▶ [EXERCISE INSTRUCTIONS]: Starting with the line that contains "Pinpoint every gold", copy out the entries below word for word through the last line of the entries.
● ● ● ● ● ● ●
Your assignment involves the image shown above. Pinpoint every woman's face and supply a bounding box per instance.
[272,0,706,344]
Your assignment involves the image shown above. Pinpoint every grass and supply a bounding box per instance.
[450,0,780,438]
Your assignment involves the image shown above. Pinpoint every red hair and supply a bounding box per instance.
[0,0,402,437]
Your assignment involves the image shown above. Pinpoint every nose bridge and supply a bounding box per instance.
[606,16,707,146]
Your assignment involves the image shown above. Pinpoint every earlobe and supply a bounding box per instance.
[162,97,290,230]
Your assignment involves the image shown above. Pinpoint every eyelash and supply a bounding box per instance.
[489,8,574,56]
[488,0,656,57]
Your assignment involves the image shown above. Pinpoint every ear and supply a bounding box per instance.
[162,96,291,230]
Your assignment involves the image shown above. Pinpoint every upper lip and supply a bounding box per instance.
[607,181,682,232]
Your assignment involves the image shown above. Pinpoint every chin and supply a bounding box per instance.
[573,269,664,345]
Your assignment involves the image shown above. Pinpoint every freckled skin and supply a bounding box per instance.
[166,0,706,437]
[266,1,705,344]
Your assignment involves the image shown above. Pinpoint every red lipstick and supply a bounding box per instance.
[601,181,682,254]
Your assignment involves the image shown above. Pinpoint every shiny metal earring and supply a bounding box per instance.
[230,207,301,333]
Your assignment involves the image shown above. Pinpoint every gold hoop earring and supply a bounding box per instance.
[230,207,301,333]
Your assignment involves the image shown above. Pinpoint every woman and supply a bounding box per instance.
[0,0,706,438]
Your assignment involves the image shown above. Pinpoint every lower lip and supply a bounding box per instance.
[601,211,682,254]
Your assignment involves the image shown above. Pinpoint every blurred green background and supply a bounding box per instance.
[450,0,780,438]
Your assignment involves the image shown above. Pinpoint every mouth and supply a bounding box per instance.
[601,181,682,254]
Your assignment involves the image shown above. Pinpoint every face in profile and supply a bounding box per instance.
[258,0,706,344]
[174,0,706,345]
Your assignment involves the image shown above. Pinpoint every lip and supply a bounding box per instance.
● ● ● ● ● ● ●
▶ [COMPLETE OUTPUT]:
Your assignment involves the image shown above. Pinpoint every gold hoop earring and supply a bounding box per instance.
[230,207,301,333]
Your assignment involves the image shown above. Pinpoint every woman and supply a bounding box per instance.
[0,0,706,438]
Your assignment involves the image shown above. Pinpoint every lower lip and supply a bounding box per instance.
[601,211,682,254]
Your assignment involves the image shown above. Pinpoint every blurred green background and supply a bounding box per instance.
[450,0,780,438]
Your assignment involves the image shown above. Pinpoint every mouth and supply a bounding box per instance.
[601,181,682,254]
Your assignment involves the image shown above. Pinpoint every face in profile and supply a bounding box per instance.
[258,0,706,344]
[174,0,706,345]
Your assignment involves the image shown above. Pinpoint every lip and supply a bounding box per instance.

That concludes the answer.